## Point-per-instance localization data
+ + + + +

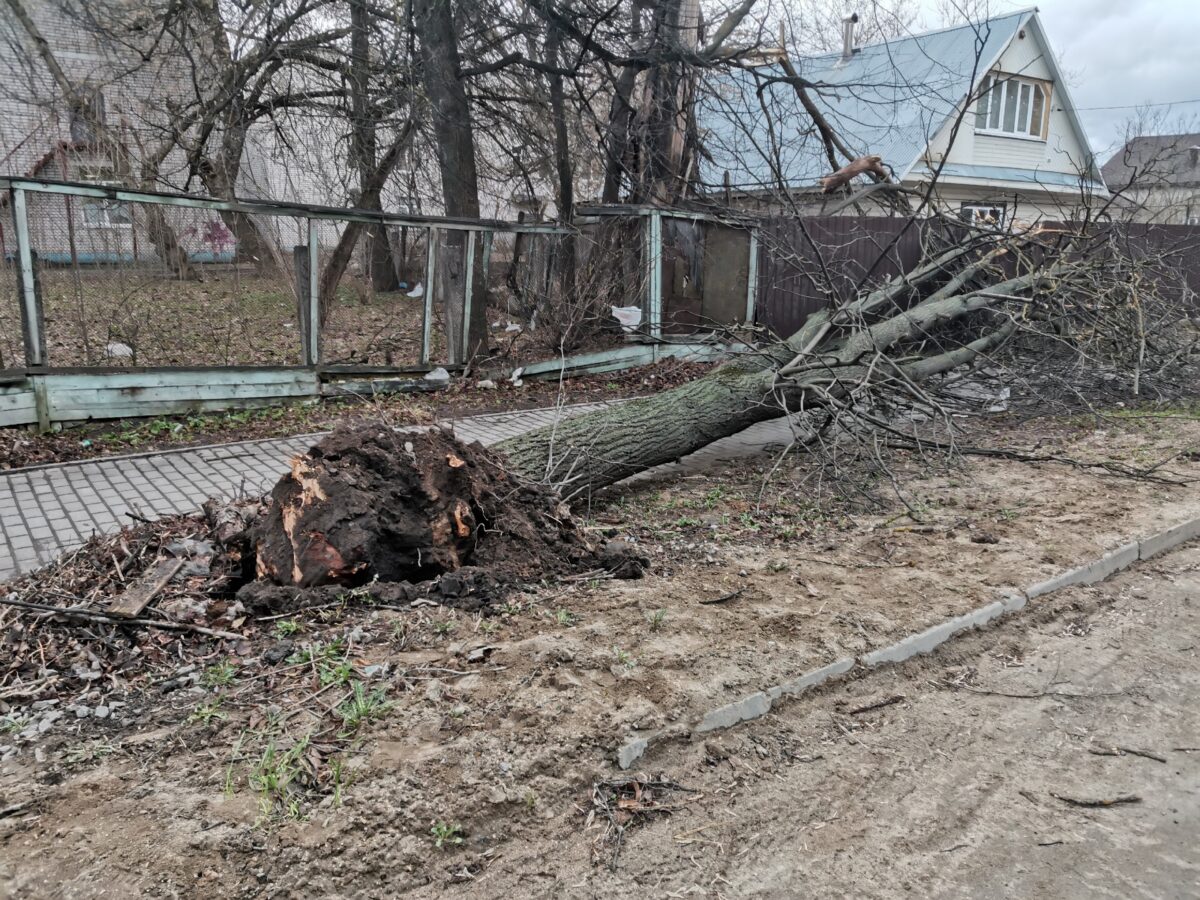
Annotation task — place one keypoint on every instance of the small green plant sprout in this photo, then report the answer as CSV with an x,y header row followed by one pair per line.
x,y
89,753
277,778
208,713
363,707
623,658
286,628
334,671
445,835
318,651
220,675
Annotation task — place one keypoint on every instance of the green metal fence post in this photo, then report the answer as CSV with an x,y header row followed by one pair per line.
x,y
467,295
315,293
431,252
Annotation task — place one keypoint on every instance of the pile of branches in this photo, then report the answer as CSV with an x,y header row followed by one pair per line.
x,y
985,316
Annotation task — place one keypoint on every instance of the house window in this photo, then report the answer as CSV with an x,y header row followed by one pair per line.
x,y
984,215
87,112
101,213
1013,106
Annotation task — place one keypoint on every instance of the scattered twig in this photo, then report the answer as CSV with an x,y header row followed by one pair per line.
x,y
877,705
1103,803
1123,750
73,612
723,598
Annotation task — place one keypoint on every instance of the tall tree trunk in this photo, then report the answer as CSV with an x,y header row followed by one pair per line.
x,y
433,21
372,187
563,166
220,178
820,364
377,250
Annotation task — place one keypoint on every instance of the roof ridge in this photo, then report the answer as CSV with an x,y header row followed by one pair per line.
x,y
929,33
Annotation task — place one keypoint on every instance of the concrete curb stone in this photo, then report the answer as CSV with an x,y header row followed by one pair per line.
x,y
1012,600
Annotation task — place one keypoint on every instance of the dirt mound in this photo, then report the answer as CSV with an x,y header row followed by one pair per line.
x,y
371,504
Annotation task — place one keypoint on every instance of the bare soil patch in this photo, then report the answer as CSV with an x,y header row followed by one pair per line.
x,y
444,750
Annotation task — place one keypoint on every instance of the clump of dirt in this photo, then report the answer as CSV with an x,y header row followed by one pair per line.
x,y
369,504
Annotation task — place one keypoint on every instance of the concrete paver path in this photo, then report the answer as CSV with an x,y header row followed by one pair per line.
x,y
47,510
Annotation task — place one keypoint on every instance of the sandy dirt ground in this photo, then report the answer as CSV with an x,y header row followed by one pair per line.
x,y
478,777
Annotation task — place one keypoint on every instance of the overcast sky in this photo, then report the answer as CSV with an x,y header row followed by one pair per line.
x,y
1125,53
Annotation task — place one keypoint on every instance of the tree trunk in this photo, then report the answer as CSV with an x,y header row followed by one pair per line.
x,y
377,251
340,258
564,168
456,157
621,118
220,179
817,365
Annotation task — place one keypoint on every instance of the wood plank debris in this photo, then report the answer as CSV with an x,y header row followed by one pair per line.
x,y
136,599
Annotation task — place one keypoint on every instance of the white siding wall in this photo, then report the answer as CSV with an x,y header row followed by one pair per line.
x,y
1061,151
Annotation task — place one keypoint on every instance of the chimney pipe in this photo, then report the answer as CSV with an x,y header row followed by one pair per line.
x,y
847,36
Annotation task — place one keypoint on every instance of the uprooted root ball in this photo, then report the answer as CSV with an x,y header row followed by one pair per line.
x,y
371,504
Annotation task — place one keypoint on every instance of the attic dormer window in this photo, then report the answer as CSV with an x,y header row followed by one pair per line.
x,y
1019,107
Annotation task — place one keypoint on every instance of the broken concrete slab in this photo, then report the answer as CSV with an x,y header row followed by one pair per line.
x,y
741,711
811,679
1169,539
934,637
1090,573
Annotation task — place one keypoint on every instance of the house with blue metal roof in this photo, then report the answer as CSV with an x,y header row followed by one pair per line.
x,y
978,117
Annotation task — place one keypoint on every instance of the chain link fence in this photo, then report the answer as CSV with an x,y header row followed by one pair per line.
x,y
124,279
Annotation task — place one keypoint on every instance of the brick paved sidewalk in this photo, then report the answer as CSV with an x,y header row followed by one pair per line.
x,y
47,510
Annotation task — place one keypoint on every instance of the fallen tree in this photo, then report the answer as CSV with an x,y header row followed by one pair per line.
x,y
381,505
837,358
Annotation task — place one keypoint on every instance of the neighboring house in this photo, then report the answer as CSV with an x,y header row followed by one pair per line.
x,y
43,137
1157,178
982,107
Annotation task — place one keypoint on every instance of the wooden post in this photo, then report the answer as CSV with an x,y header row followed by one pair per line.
x,y
31,319
300,267
315,318
431,252
467,295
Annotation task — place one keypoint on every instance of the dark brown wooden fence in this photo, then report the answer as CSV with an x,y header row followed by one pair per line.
x,y
809,263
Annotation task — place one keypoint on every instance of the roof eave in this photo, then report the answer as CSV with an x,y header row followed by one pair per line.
x,y
960,109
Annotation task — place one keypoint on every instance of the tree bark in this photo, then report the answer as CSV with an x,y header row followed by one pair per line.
x,y
377,250
563,166
340,258
817,365
454,131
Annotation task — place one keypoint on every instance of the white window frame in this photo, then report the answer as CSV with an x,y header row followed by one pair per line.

+ + + + +

## Assignment
Repeat each line of the records above exactly, but do not copy the pictures.

## Answer to this problem
Annotation task — place one keypoint on every instance of the small green plant sprout in this photo, then report the answer as CSV with an x,y header row followed by one pair per line.
x,y
89,753
277,778
208,713
363,707
623,658
286,628
334,671
445,835
318,651
220,675
Annotation task — place one keypoint on every instance of the green metal fence post in this photo, then report the answer as CSV with an x,y header row followed by one pair per line.
x,y
467,295
315,293
431,252
Annotation task — place one keypoint on every instance of the pile of branches in this photo, then report the answer as CSV with an x,y header row followed by one pair per line.
x,y
985,316
Annotation task — place one keypoint on every instance of the house window in this photo, then report the answer as CSV with an x,y header row followed by one pair per line.
x,y
984,215
87,112
101,213
1013,106
Annotation task — place one keypoint on every instance of the scattered twig in this photo, then report the answer as CSV with an x,y header row followed by one pair per line.
x,y
877,705
1103,803
1123,750
73,612
723,598
Annotation task — place one keypoint on every instance of the tall tree trunk in this photo, then report the answer as CSV with an x,y header row followed by one pair per line.
x,y
433,21
372,187
563,166
220,178
820,364
377,250
Annotation task — place one keypoint on every instance of the roof ridge in this photo, then report the answer as CSV with an x,y header row followed by one pair per line.
x,y
929,33
Annotation task — place one keypoint on every instance of the concrete curb stone in this photo, then report the answer as CSV with an x,y header row followed by one pair per line.
x,y
1012,600
Annotation task — place one keypoint on every instance of the dirt mound in this photo, then report the answer as CSV with an x,y header row followed by one pair per line.
x,y
371,504
Annotation task — place one keypoint on every instance of the bare soil patch in this photo, then report the answer as CSV with an x,y header row followed by one pair per line.
x,y
444,750
Annotation task — place one keypoint on every instance of the clump of dirt in this photo, then report the answer as CSV with an x,y header row followed by one pair per line.
x,y
369,504
Annotation task — place one keypoint on every instance of the concrete paver path in this photo, then report the answer as CSV with an x,y header row followed by one pair per line.
x,y
47,510
Annotation task — place one keypoint on every instance of the sandy dirt ground in this photo, then report the answer as CSV with an x,y header row followed by one pair per line.
x,y
478,777
Annotation task — place one keypoint on every instance of the overcast sky in this photo, then report the answer as CSV with an x,y header row followed by one pair per line.
x,y
1125,53
Annotation task — place one keypoint on every instance of the tree trunk in this photo, then report the answer as CSV with an x,y header row followed by one pair per line.
x,y
377,251
340,258
564,168
456,157
621,118
220,179
817,365
Annotation task — place one keypoint on every instance of the wood plank debris in this photo, then report the answer as CSV with an x,y header row followed by one pair per line.
x,y
136,599
Annotation task — place one keypoint on every instance of the white siding wall in this photo, then report the answer as CSV with an x,y header row followed by one pair per line.
x,y
1061,151
Annotation task — place one keypoint on every instance of the chimney pipe in this photo, then report the answer as CSV with an x,y header row followed by one pair per line.
x,y
847,36
Annotation task — place one keypoint on every instance of the uprooted root ball in this photo, then report the answer as CSV with an x,y header row followed by one pair per line.
x,y
371,504
Annotation task — place one keypoint on every instance of the attic dormer window in this photo, then report the answer as CSV with an x,y header row followed by one pair per line.
x,y
1019,107
Annotation task — place one keypoint on every instance of the broken concrete slab in this photo, then report the answer as CSV with an x,y header row followed by one pair per line.
x,y
741,711
811,679
1169,539
934,637
1090,573
Annotation task — place one keypoint on every instance of the house with blue metal roof in this photo, then report the answer as CSV with an x,y header row followed by one pair per line.
x,y
978,117
Annotation task — place one keypoint on every instance of the chain link fence in this photo, then report the answer as CSV with an x,y header row followed by one pair per line.
x,y
124,279
Annotation task — place one keypoint on every instance of the brick paved sidewalk in this photo, then report the answer as CSV with an x,y header row followed by one pair per line.
x,y
47,510
Annotation task — place one keypoint on every instance of the fallen tree in this photo, then report the answer as CSV with an x,y header row followed by one pair per line.
x,y
381,505
837,358
Annotation task — place one keypoint on every instance of the neighboring house in this photo, then report the answer as CSV with an x,y header row followed by one pair per line.
x,y
43,137
1157,178
982,107
Annotation task — place one keypoint on every instance of the wooden post in this photo, then report the answer as CSV with an x,y header row followed by one pair per line.
x,y
31,319
300,267
315,318
431,252
467,295
Annotation task — place one keypoint on every instance of the dark brown wooden fence in this photo, then report the answer as CSV with an x,y header row followed by one pair per line.
x,y
809,263
Annotation task — place one keypoint on every instance of the roof eave in this photo, then report the answer as CSV with an x,y header row followed by one pair per line.
x,y
960,109
Annotation task — place one keypoint on every instance of the tree bark in this photo, then report the answer as CSV with an x,y header row followed by one pair per line.
x,y
377,250
563,166
340,258
817,365
454,131
Annotation task — place one keypoint on every instance of the white window frame in this photo, then report the answer as CSV with an x,y header row followed by one pair per line.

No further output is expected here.